──────── Records for the task

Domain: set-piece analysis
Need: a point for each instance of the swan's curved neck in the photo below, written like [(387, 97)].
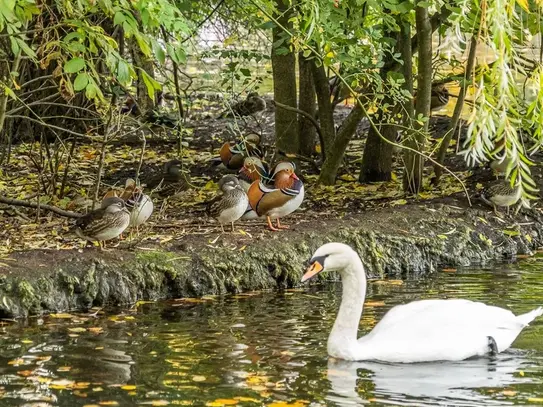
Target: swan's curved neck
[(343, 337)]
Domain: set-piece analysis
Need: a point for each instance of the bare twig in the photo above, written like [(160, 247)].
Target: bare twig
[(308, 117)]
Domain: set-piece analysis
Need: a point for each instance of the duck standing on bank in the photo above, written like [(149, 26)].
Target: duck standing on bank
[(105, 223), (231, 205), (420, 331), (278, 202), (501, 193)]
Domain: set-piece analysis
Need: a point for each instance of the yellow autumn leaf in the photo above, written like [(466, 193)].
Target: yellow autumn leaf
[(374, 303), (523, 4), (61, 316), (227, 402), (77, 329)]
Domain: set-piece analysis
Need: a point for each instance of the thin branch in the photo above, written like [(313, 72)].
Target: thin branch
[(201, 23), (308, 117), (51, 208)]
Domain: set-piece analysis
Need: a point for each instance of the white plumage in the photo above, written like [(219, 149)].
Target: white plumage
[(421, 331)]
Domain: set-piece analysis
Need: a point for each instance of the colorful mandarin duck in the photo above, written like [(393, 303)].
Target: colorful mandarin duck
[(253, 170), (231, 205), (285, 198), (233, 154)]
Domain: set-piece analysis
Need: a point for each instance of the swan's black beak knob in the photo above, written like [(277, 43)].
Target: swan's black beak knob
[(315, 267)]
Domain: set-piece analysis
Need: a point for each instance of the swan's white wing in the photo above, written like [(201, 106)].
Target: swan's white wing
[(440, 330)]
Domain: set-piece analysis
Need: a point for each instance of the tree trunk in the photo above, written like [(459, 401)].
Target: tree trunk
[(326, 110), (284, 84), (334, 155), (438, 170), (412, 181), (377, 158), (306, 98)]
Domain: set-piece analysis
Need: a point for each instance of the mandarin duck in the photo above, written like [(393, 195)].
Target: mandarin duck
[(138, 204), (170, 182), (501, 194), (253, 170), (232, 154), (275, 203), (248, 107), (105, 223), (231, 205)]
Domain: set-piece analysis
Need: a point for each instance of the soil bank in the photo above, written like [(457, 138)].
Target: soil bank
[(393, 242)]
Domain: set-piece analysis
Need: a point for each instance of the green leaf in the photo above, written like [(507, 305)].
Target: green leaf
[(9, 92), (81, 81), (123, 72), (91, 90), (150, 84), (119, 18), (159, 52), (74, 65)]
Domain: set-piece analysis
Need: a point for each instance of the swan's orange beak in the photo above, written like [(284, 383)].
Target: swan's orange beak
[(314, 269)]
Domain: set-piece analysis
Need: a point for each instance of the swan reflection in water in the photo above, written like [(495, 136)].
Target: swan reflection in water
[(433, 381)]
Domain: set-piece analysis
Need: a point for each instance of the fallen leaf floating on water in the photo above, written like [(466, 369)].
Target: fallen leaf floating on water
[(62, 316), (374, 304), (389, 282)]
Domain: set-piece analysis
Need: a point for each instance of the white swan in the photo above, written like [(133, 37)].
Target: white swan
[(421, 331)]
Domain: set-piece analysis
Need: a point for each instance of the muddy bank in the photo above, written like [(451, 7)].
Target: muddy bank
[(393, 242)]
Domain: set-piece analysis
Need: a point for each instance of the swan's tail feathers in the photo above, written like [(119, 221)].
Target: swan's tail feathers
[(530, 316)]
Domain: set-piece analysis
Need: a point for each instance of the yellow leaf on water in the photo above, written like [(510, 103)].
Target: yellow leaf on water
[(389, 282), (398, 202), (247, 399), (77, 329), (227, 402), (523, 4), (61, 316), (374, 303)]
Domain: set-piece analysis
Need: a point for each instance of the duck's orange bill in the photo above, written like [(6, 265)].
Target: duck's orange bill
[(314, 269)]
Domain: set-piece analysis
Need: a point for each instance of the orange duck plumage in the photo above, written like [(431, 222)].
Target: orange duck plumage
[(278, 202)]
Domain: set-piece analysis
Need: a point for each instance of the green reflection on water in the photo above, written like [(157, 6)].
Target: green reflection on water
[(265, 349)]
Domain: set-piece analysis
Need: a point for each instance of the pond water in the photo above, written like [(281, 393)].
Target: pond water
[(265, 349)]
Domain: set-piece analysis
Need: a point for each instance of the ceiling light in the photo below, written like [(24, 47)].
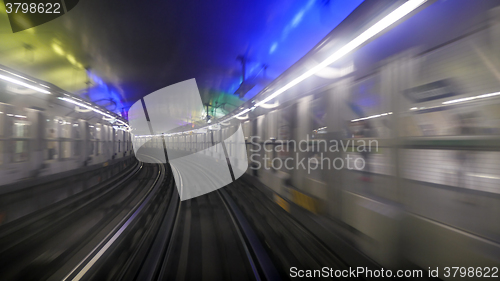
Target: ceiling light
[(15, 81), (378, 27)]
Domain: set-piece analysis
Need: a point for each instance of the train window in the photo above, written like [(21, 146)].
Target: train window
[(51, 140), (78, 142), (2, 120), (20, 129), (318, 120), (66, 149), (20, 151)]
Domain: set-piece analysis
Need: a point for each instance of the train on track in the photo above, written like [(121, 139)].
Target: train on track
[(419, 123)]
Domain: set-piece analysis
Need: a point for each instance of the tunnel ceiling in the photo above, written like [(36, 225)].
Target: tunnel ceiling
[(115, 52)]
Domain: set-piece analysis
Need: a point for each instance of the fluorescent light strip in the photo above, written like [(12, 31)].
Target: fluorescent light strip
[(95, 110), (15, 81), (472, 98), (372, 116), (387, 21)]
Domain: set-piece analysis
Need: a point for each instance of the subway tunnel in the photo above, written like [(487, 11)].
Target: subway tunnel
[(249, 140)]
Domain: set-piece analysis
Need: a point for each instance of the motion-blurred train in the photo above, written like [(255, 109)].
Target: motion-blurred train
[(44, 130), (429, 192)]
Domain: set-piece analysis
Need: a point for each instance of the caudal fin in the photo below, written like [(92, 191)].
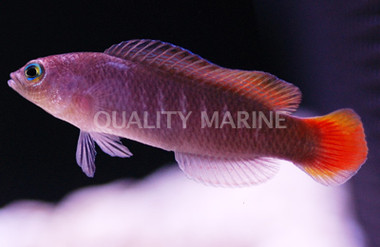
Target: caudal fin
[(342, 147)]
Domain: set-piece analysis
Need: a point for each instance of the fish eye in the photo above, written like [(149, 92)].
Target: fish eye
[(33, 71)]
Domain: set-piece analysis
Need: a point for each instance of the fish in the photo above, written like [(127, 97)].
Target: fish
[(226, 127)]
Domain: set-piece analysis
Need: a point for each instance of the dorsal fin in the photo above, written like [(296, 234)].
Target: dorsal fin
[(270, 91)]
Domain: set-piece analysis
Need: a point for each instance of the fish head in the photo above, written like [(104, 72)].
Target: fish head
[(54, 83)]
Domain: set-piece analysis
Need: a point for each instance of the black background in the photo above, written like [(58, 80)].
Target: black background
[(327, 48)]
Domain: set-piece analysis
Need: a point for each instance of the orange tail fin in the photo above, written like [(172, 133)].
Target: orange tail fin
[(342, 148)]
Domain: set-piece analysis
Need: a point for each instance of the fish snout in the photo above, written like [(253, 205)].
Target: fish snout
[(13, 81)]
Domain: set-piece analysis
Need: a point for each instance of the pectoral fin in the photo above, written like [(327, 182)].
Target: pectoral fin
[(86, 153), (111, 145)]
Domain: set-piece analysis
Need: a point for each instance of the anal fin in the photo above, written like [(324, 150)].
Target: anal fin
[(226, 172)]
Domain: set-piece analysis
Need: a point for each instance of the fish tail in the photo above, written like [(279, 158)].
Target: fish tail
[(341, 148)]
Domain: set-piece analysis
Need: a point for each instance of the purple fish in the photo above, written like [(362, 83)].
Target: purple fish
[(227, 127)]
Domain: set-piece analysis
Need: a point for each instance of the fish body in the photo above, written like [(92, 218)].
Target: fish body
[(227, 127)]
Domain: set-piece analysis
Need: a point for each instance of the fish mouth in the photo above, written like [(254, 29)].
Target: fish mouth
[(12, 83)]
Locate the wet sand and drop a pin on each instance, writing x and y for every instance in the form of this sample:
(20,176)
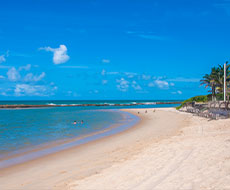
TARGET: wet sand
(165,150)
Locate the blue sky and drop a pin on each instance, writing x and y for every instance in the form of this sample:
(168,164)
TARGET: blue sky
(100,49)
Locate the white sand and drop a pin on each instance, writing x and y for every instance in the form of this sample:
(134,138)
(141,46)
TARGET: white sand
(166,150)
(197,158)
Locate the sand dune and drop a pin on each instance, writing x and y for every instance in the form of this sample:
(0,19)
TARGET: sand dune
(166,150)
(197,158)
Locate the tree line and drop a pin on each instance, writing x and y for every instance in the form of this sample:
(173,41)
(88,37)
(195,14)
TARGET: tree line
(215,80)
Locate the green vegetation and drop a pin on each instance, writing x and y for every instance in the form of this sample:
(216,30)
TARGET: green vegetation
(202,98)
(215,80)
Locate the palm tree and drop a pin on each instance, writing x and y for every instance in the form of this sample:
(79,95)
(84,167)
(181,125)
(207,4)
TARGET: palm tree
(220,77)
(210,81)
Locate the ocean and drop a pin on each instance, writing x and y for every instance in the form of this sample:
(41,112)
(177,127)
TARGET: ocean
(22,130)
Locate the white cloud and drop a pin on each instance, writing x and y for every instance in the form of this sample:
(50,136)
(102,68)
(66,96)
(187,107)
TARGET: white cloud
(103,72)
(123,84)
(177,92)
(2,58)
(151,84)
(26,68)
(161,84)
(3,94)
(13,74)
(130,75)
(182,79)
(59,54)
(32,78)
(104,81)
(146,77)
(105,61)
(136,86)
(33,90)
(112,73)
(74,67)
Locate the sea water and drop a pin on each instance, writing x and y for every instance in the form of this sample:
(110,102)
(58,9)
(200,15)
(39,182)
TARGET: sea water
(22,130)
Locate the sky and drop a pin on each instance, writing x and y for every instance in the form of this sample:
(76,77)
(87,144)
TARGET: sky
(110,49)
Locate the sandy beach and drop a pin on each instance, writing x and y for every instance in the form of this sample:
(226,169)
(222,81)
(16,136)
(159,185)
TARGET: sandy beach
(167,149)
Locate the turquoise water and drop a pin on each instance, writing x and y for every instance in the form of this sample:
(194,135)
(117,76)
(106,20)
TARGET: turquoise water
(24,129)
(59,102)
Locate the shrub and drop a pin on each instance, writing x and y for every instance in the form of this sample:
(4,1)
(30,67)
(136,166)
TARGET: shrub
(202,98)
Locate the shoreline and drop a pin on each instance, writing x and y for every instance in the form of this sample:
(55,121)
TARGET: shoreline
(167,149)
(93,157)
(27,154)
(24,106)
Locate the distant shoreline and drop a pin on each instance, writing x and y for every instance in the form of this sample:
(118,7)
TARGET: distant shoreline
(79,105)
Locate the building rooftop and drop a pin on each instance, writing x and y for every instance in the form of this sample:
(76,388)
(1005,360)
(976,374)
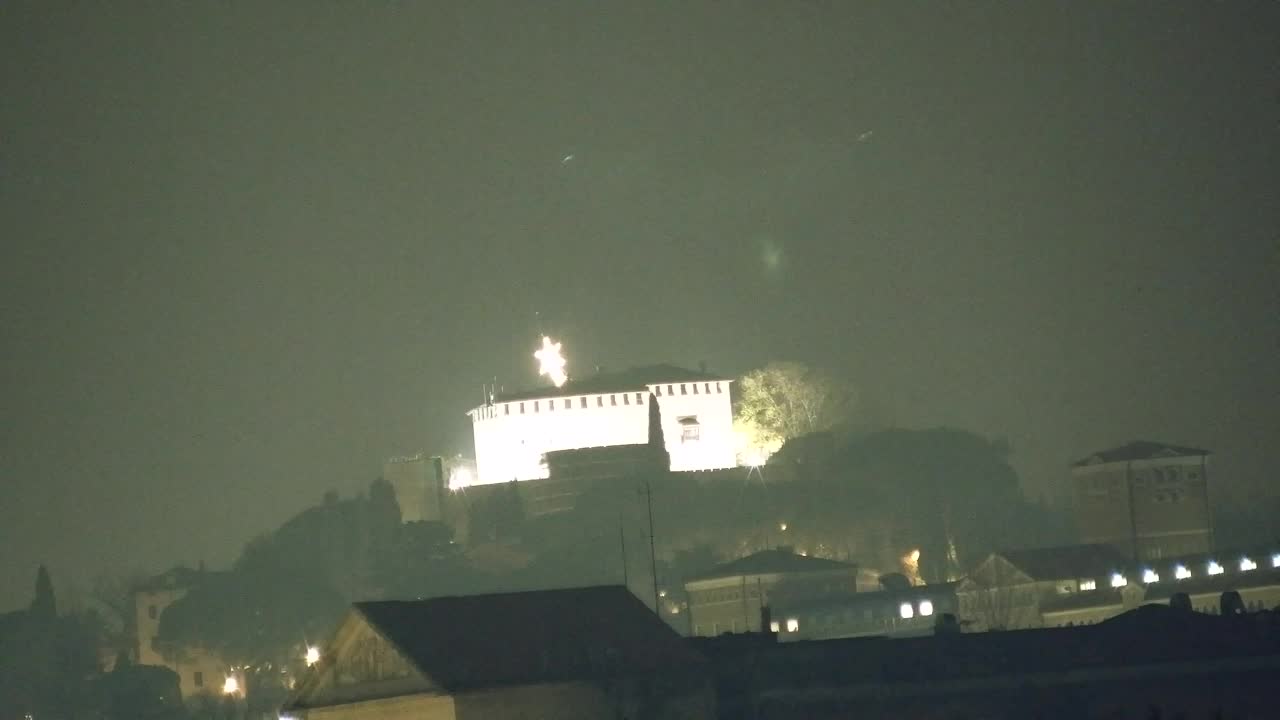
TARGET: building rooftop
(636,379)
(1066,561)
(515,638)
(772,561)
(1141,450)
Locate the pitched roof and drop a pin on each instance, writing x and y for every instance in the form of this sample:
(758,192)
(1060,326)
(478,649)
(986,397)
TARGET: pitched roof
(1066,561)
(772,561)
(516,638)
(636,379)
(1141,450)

────────────────

◆ **What to work on**
All lines with the word "below" are needed; pull them from the entries and copy each.

◆ **Expected answer**
Need: a point for each instance of the swan's curved neck in the photo below, written like [(387, 97)].
Need: a point for each instance of the ceiling light in the photo below, written like [(24, 47)].
Need: a point for each instance of the caudal fin in the photo below, written like [(92, 191)].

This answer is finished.